# Task statement:
Using the entries below, quote exactly the span of lines that begins with the line containing "Reviewer note: check that every instance of the eyebrow" and ends with the final line.

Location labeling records
────────────────
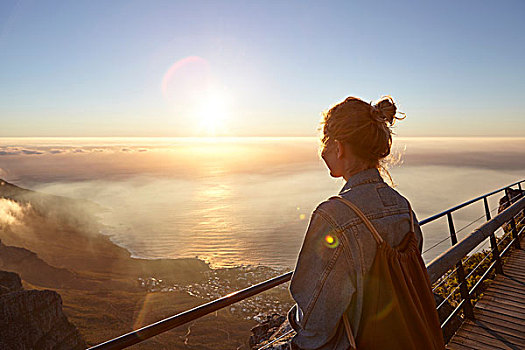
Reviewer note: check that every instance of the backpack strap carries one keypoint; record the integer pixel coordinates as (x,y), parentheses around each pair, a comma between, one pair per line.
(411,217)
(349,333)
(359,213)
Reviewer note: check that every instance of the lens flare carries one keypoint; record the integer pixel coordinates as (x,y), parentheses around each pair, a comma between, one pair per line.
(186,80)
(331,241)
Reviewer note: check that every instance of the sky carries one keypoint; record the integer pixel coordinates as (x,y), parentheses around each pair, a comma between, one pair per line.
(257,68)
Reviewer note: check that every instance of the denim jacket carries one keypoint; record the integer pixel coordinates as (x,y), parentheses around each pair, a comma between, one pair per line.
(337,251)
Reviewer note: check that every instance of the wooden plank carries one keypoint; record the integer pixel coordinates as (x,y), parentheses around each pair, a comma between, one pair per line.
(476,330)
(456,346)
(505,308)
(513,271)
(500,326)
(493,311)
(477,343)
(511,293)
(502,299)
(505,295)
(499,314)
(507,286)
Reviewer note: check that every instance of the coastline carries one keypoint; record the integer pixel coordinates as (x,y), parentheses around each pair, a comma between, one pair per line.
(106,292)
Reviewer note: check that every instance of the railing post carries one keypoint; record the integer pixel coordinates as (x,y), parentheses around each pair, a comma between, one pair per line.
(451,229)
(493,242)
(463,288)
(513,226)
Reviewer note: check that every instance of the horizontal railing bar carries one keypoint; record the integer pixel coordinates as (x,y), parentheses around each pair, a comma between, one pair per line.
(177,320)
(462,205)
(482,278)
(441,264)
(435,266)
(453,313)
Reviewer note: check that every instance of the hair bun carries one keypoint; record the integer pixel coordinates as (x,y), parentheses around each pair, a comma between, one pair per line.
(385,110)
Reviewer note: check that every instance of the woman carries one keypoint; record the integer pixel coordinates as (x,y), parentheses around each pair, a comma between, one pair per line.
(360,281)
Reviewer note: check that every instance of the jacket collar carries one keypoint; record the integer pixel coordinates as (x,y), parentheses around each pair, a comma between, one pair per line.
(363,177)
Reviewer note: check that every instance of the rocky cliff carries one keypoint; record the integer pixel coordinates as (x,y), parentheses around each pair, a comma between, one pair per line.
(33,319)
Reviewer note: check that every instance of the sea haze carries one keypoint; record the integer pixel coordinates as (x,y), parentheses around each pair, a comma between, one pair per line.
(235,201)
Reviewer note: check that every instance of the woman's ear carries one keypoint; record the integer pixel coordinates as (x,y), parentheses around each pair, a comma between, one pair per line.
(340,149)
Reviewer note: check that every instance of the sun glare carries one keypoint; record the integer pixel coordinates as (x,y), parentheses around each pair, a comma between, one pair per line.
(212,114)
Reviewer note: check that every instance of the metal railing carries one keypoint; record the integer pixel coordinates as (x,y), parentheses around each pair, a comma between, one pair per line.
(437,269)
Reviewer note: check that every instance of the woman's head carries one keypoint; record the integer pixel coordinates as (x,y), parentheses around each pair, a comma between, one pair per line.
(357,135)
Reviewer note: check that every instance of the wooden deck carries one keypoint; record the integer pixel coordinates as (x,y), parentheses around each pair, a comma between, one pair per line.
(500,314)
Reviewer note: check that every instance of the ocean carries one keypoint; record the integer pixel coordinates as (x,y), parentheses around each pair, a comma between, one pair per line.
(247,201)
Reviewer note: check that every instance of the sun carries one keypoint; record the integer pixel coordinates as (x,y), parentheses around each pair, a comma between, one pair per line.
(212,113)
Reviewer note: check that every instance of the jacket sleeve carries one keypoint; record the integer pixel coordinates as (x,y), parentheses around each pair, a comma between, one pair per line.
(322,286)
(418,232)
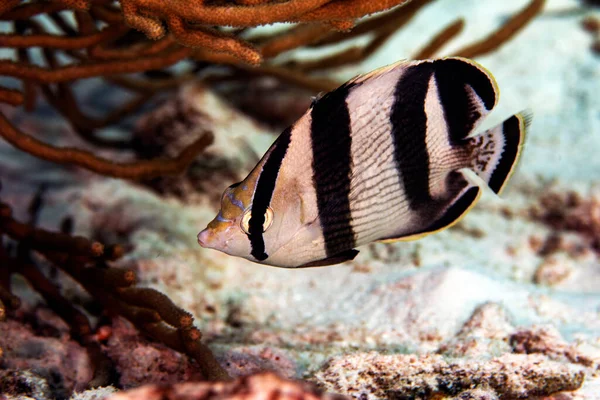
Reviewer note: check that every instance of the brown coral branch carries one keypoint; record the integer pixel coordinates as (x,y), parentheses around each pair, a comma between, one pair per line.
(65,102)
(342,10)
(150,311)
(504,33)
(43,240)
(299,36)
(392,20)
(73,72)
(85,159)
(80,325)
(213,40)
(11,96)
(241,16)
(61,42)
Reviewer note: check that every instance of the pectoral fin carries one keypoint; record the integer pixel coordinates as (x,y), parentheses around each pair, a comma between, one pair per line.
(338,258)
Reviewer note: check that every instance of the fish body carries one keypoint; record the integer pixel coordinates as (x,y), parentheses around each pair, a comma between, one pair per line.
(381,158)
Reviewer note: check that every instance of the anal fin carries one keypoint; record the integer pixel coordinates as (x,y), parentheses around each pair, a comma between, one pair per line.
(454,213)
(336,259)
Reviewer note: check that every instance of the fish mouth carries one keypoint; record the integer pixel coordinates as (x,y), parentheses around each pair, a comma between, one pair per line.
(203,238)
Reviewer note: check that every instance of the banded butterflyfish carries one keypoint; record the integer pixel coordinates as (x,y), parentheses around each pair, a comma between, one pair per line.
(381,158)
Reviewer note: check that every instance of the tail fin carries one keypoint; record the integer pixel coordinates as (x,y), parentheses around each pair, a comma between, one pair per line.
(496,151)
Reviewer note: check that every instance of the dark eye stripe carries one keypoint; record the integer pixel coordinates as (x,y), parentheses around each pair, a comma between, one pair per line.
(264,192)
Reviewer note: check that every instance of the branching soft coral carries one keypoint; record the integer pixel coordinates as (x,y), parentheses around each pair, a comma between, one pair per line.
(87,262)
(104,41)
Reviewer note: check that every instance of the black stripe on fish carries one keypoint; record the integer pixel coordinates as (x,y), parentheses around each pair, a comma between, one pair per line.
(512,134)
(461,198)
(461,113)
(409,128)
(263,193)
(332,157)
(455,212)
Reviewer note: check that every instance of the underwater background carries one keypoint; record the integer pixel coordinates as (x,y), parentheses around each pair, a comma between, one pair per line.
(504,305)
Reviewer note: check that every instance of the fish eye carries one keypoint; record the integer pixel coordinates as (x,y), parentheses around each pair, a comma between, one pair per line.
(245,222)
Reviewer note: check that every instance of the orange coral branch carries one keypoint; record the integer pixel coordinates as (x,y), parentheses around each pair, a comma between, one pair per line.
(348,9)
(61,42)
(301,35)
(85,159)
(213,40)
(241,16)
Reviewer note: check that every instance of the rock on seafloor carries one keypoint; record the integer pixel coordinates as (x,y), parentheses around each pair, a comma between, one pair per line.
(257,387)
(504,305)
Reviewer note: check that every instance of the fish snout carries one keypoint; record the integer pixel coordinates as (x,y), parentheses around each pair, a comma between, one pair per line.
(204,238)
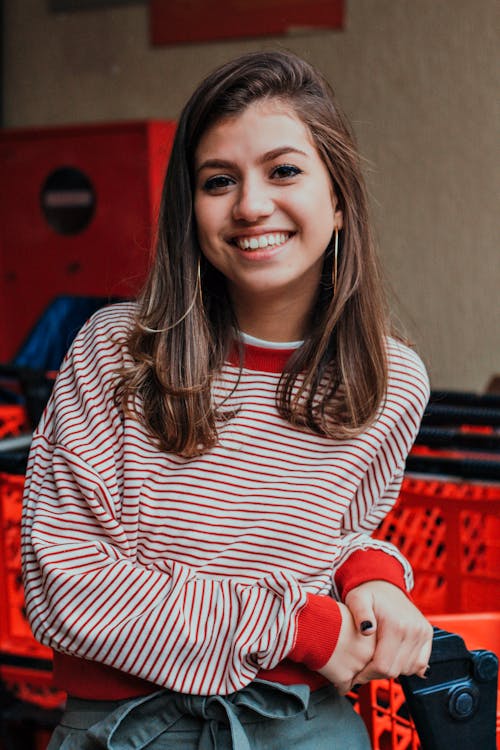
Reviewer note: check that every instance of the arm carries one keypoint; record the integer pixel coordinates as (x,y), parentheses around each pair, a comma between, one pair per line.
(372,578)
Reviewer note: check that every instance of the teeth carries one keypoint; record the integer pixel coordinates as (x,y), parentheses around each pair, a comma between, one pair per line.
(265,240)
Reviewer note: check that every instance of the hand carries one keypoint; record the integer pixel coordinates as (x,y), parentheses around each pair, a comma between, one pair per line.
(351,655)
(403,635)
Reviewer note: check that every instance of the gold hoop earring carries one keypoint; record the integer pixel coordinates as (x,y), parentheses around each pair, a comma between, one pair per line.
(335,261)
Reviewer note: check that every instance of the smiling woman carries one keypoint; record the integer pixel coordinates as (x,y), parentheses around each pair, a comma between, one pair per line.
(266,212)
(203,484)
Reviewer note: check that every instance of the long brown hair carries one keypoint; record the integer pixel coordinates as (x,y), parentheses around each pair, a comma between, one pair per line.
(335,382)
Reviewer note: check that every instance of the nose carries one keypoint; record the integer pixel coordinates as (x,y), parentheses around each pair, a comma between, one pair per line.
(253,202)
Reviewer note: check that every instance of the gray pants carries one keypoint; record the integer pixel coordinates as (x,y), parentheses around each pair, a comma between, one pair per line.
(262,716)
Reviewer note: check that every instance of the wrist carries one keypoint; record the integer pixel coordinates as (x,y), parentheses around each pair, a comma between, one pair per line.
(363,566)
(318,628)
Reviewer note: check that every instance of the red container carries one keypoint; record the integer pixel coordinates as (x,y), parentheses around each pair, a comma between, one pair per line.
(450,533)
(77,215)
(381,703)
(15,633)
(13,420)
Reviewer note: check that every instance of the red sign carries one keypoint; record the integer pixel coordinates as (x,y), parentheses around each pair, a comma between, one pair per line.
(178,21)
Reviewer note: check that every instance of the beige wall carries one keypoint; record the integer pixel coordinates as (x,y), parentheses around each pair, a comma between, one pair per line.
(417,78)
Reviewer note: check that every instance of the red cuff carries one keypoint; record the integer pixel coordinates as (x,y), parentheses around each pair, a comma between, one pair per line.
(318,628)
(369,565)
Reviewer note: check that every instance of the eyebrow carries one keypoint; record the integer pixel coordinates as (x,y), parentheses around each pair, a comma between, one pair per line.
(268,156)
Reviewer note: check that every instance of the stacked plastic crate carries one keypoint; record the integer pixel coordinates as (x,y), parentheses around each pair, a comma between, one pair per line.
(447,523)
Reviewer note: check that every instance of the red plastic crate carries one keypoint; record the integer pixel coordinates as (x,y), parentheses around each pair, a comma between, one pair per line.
────────────────
# Exercise output:
Reviewer note: check that every instance of the eyebrow carries one keypoint; record the integer pixel coordinates as (x,y), parentheses around each pair, a comma between, one pair per line.
(268,156)
Reviewer note: check that every instance of the stacked plastic crate carries one keypoint; record the integer pixel coordinates as (x,y), parentheses around each pair, a comma between, one pair per line.
(447,523)
Reviewer note: check that every instance of the red plastic crate carries one keypoint; record the integer pixel coordinates as (x,y), parentheses around each pair, a comma between, one pair per line.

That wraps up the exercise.